Task details
Convert every row below into a two-column CSV with the headers text and answer. Give one line for each row, with its text and its answer each in a single quoted field and any line breaks turned into spaces, and leave the pictures out.

Recorded data
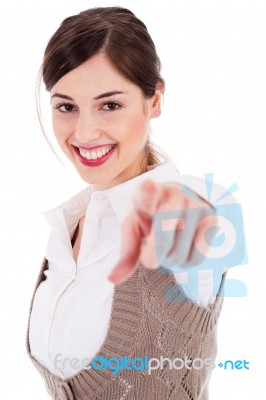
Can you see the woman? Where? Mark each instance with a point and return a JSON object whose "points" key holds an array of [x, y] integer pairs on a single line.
{"points": [[105, 289]]}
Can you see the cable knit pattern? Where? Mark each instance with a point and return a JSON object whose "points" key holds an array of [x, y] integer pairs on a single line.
{"points": [[151, 315]]}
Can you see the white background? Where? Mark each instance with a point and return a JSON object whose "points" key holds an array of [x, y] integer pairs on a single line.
{"points": [[214, 62]]}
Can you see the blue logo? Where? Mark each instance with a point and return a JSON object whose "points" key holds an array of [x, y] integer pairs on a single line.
{"points": [[220, 245]]}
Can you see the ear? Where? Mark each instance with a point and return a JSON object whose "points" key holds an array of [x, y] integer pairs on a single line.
{"points": [[156, 101]]}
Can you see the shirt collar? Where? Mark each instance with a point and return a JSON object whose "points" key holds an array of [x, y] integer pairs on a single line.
{"points": [[120, 196]]}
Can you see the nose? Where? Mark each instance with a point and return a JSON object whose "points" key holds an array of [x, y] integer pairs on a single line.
{"points": [[88, 128]]}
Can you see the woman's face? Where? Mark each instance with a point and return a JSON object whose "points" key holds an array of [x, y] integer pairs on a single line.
{"points": [[94, 108]]}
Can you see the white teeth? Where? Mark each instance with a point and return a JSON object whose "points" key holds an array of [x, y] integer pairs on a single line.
{"points": [[93, 155]]}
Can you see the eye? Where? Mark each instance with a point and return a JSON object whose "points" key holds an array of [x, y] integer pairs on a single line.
{"points": [[112, 105], [64, 107]]}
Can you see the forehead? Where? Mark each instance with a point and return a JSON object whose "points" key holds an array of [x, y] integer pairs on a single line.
{"points": [[95, 75]]}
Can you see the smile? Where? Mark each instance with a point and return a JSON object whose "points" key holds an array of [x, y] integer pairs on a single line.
{"points": [[96, 157]]}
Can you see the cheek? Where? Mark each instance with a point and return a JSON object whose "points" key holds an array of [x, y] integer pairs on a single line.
{"points": [[133, 129]]}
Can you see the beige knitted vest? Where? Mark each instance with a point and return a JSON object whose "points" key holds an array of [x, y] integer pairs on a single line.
{"points": [[144, 322]]}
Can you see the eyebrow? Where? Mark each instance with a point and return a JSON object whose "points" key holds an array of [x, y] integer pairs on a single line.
{"points": [[100, 96]]}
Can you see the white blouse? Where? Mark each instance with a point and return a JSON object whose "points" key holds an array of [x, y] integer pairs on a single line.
{"points": [[72, 306]]}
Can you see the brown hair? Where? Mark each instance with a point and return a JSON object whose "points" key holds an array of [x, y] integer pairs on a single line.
{"points": [[125, 41]]}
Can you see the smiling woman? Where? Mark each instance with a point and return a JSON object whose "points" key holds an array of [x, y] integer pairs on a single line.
{"points": [[103, 93]]}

Written response
text,answer
"Can you see the woman? Where? Mark each instance with a point and return a JSON object whose ""points"" key holds an array of [x, y] integer pairs on a single line.","{""points"": [[105, 289]]}"
"Can you see the cable knit pattern? Where? Mark each instance with a point and return a JSON object whose ""points"" key holds an array of [x, y] integer pairs on a single line.","{""points"": [[151, 315]]}"
"Can you see the white background? Where? Mark each instance with a point and return a JSON object whose ""points"" key holds an array of [x, y] integer pairs on a single line.","{""points"": [[214, 62]]}"
"Can you see the blue logo? Where? Mark each instance with a point and return a JSON object whose ""points"" key holds an array of [x, y] integer pairs on a single line.","{""points"": [[220, 245]]}"
"Can you see the ear? Where? Mark each instance with a point and return a JSON object whose ""points"" key holds an array of [x, y] integer pairs on a single line.","{""points"": [[156, 101]]}"
"Can you see the shirt collar? Where? Mark each instance with a point and return a JSON object whose ""points"" key holds an array of [x, y] integer pairs on a single line.","{""points"": [[120, 196]]}"
"Can you see the nose? Where? Mark each instance with a point and return a JSON object whose ""points"" key holds an array of [x, y] integer pairs on a single line.","{""points"": [[88, 128]]}"
"Can you see the woman's face? Where? Mark each instance with a point and return a JSON object whose ""points"" key holds an array of [x, y] integer pairs on a single line.","{""points"": [[94, 108]]}"
"Can you see the white teeth? Where? Mark each instance with a point and return a JSON object whose ""points"" key holds an array of [x, y] integer pairs on a single line.","{""points"": [[93, 155]]}"
"Can you see the eye? Where? Mark each instance with a point and return a JSON object whose ""points"" key holds an array of [x, y] integer pairs on a single line.","{""points"": [[112, 105], [64, 107]]}"
"Can you see the forehead? Where? Mark each instance with a point and return a JSON object whose ""points"" key holds an array of [x, y] integer pairs on a single line.","{""points"": [[95, 75]]}"
"Can you see the smile? Where? Mark each instance with a point and return a JSON object whose ""points"" key holds an array of [x, y] integer pairs on a single line.","{""points"": [[96, 157]]}"
"Can you see the cheek? Where? Mark each instance with a point and return a JSON object whose ""points"" key holds an array of [x, y] integer pairs on a single line.","{""points"": [[133, 129]]}"
"Can you see the beige knitted vest? Where? Mark each instance with a point and return a JSON object whose ""points"" key holds an array of [x, y] integer pairs on a single line.","{""points"": [[144, 322]]}"
"Can you see the eyebrow? Where? Mark each instance with a point and return a JSON object whose ""points"" key holds an array of [x, y] integer pairs on a single line.","{""points"": [[100, 96]]}"
"Can you see the white blouse? Where? Mark each instance with a point and return a JSON object whose ""points"" key holds an array of [x, y] integer pairs on a single line.","{""points"": [[72, 306]]}"
"Can you see the brown hair? Where? Mark each instance with a point and return a JSON object whose ""points"" key holds an array of [x, y] integer pairs on a single line.","{""points"": [[125, 41]]}"
"Can you see the smiling woman? Where? Mark each instance with a point and return a JSON object whose ""points"" key holds an array of [x, y] integer pairs on a single line.","{""points"": [[103, 93]]}"